[Items listed in a dataset]
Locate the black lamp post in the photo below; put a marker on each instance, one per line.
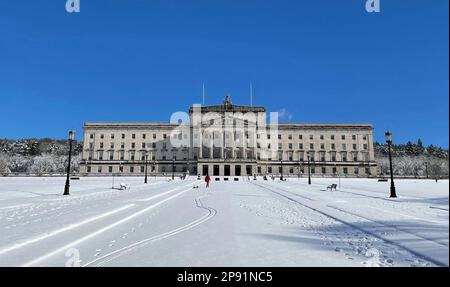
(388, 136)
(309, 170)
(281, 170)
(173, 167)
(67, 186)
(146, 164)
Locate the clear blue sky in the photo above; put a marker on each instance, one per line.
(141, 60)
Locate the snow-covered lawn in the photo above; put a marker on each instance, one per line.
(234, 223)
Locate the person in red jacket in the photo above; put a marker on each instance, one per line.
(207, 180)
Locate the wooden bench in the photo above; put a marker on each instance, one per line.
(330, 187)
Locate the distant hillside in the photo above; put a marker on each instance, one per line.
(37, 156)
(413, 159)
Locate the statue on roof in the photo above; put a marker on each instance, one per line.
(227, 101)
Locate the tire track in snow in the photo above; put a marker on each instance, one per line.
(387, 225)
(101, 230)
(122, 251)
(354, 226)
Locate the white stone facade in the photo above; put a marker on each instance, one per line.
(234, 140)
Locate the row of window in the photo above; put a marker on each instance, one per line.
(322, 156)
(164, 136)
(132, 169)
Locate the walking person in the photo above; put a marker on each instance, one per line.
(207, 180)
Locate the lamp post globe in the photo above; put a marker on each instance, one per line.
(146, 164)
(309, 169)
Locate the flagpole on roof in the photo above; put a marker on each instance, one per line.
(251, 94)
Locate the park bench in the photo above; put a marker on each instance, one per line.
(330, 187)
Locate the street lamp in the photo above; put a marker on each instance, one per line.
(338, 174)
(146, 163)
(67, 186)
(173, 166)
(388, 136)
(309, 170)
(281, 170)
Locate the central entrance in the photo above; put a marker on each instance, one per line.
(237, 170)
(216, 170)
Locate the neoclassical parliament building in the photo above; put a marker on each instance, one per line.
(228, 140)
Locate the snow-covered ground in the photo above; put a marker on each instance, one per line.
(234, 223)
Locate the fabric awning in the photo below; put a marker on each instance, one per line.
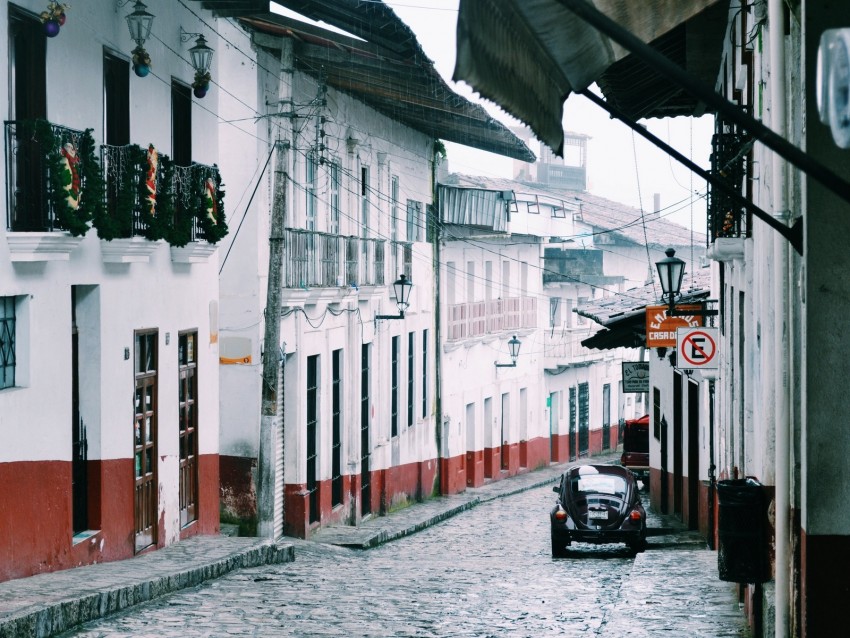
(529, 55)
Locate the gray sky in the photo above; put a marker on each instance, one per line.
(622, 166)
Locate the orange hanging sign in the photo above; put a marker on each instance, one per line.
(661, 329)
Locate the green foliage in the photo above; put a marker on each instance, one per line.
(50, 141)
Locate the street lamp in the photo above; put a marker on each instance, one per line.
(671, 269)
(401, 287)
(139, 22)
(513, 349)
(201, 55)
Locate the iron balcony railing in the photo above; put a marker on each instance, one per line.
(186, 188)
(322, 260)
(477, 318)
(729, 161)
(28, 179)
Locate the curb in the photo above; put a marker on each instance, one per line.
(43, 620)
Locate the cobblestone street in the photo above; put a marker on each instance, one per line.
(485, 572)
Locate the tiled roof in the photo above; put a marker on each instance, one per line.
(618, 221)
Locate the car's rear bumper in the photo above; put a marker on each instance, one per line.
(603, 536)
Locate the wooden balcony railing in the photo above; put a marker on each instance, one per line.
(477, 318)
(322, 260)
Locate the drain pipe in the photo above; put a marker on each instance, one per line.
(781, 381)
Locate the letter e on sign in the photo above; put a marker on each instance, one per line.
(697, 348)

> Required work: All of the records need repeating exactly, except for the pictures.

> Response to this task:
Locate the black lamp post in the photo below; put a marker on each instance, one per line.
(388, 136)
(309, 170)
(281, 170)
(173, 167)
(67, 186)
(146, 164)
Locate the clear blue sky in the photo above; put a marker on each instance, one per line.
(141, 60)
Locate the snow-covered lawn in the photo above; put a marker on each instance, one per line.
(234, 223)
Locate the person in red jacket in the photo above; put a marker on each instance, one per line.
(207, 180)
Locate the wooden bench in the photo above; put a marker on each instance, one per line.
(330, 187)
Locate the distant hillside in the photo above; put a marker on each instance, one per line.
(37, 156)
(413, 159)
Locate the statue on roof in the photo above; put a marker on each instance, one per line.
(227, 101)
Locate the tire track in snow in the photo above; put a marker on each instance, one per line.
(387, 225)
(101, 230)
(122, 251)
(354, 226)
Locate the white stone facade in the photo above; put a marker on each instance, one per line.
(234, 140)
Locate the row of window in the photo above; put a marker on each instance, one per line.
(322, 156)
(164, 136)
(132, 169)
Locate the walking person in the photo above; put a marker on each instance, one per line.
(207, 180)
Locate the lamp post globe in the photo above; put a marker on each instance, one per line.
(146, 164)
(309, 169)
Locate the flagpole on roof in the photo above; put a marker on each instance, one per line.
(251, 94)
Locate the park bench in the photo above; put a marker on each instance, one per line.
(330, 187)
Locate the street lamp in the photo above; put a marker on each instance, one per line.
(338, 174)
(146, 163)
(67, 186)
(173, 166)
(388, 136)
(309, 170)
(281, 170)
Locate the central entrance in the photo above; put a marker on each instance, one per line.
(237, 170)
(216, 170)
Locate the neoclassical parliament building in the photo above; put a marker on each instance, one per line.
(228, 140)
Locate the snow-covered ground in the photo above; put a marker on each instance, one per line.
(234, 223)
Locate the fabric awning in the photo below; put a marker on each instance, one per line.
(529, 55)
Locate the gray sky in the photo above; put a marker on each instance, one per line.
(622, 166)
Locate the orange hanging sign in the photo above; put a marker on each instance, one per line.
(661, 329)
Locate the green foliage in the photo above; put a marker on each instance, one per line.
(50, 141)
Locate the street lamp in the photo above; put a marker on each instance, one per line.
(671, 269)
(401, 287)
(139, 22)
(513, 349)
(201, 55)
Locate the iron balcony railing in the photo above; put a marker on each instance, one per line.
(186, 188)
(322, 260)
(477, 318)
(729, 161)
(28, 179)
Locate the curb in the photo above; put a marker on each instance, one per line.
(43, 620)
Locate the cobblestone street in the photo above; put a marker on each instance, one per line.
(485, 572)
Locate the tiled roof in the photo above; put a marker on each instance, one per line.
(618, 221)
Locate the car's rear bumper in the photo above; put a marker on each instance, one per line.
(603, 536)
Locate the wooden balcony railing in the photo above; put a marker on each instance, one per line.
(477, 318)
(322, 260)
Locate the drain pipe in the photo above; put a marker on each instance, one per line.
(781, 381)
Locate the letter e on sign in the photo above; put a marker on each instance, one per line.
(697, 348)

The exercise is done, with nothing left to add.